SOURCE RECORDS:
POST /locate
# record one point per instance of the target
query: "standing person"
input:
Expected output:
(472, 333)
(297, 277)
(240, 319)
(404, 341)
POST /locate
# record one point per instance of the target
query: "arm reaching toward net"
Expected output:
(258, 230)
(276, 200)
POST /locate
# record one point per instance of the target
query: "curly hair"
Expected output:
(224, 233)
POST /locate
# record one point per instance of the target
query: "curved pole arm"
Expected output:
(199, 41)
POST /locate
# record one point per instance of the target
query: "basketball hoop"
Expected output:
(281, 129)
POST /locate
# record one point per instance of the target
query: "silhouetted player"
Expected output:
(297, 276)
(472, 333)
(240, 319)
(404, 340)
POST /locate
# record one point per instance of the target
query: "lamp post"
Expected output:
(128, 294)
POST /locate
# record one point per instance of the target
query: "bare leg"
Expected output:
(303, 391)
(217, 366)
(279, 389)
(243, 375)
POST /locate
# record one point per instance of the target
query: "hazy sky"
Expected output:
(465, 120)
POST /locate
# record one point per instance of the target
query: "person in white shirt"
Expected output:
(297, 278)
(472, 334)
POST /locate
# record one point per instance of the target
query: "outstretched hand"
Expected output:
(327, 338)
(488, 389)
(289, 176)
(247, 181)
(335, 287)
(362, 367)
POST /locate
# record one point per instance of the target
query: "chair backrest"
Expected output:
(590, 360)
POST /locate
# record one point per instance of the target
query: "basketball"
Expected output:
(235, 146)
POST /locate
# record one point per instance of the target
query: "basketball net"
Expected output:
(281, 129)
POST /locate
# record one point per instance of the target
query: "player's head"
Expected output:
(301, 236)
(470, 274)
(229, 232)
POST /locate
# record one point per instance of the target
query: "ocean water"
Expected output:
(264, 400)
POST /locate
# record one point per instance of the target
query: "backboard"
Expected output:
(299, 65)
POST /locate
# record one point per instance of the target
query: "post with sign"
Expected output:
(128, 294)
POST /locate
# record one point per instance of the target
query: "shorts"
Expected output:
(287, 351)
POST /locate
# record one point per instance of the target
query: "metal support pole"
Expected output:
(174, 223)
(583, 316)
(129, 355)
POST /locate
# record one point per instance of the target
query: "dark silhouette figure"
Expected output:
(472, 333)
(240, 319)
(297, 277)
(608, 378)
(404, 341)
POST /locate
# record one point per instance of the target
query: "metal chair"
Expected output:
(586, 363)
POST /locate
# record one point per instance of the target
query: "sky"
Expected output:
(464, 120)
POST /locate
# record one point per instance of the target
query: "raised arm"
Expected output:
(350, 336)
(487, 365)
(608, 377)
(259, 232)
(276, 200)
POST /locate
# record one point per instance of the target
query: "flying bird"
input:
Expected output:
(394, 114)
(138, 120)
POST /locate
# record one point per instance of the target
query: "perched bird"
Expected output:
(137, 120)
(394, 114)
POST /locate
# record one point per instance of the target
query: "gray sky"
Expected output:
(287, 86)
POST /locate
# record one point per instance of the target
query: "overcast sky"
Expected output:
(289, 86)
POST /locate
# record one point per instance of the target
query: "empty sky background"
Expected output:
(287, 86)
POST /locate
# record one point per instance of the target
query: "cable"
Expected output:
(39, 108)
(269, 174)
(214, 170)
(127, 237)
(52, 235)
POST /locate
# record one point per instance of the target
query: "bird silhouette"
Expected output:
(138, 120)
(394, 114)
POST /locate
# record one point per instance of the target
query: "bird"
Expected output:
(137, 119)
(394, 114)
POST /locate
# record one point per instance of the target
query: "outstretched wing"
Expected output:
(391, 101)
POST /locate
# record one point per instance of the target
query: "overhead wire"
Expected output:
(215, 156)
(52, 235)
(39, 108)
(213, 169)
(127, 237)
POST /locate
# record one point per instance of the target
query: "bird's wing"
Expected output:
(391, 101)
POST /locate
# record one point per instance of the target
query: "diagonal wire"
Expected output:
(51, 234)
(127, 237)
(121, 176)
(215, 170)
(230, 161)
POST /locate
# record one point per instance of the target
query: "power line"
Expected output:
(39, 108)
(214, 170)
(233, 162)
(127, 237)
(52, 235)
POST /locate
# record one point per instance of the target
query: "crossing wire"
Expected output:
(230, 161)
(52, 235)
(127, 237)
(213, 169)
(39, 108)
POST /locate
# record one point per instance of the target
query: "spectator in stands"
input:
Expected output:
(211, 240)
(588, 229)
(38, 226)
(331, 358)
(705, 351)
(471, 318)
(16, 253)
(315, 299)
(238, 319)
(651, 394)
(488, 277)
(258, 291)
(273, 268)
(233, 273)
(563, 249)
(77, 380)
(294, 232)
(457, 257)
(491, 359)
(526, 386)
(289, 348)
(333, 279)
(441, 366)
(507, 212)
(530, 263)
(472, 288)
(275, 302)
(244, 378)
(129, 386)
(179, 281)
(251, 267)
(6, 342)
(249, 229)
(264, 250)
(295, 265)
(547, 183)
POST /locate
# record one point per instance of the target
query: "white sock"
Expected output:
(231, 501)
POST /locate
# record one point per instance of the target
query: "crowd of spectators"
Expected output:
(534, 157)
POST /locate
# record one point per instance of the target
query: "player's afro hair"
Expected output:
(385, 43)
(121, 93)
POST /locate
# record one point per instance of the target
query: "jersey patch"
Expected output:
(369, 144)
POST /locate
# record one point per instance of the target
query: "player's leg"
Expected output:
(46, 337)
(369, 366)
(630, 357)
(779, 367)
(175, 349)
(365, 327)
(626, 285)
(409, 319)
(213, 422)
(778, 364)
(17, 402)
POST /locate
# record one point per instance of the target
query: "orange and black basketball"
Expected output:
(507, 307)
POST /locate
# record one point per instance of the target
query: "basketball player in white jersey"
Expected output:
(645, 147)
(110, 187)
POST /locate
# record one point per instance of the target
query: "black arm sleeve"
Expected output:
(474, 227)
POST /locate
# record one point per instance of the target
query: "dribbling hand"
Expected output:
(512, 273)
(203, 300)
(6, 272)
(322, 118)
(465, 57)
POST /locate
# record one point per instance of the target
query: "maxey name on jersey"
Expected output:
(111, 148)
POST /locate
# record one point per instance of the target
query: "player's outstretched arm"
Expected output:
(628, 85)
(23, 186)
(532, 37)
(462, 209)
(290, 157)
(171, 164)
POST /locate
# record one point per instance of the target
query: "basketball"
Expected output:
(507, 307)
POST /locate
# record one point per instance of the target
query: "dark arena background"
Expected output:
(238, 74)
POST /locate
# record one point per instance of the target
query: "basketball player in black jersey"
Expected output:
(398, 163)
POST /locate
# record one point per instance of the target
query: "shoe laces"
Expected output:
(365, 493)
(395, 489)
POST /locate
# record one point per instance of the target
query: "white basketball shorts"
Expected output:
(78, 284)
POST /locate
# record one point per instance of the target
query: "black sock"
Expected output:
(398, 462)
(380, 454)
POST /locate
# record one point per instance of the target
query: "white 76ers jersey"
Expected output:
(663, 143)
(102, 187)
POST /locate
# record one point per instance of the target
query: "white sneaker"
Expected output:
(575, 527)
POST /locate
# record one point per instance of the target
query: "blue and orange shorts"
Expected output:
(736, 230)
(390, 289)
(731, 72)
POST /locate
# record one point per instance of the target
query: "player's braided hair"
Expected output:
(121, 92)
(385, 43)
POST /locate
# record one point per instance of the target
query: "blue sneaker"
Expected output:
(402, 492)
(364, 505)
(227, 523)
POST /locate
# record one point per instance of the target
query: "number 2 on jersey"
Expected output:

INSTRUCTIONS TO FOLLOW: From the listing above, select every line that contains the string "jersey" and copy each such line in full.

RESULT:
query: "jersey patch"
query: "basketball player in white jersey"
query: "maxey name on jersey"
query: "basketball player in black jersey"
query: "white 76ers jersey"
query: "number 2 on jersey"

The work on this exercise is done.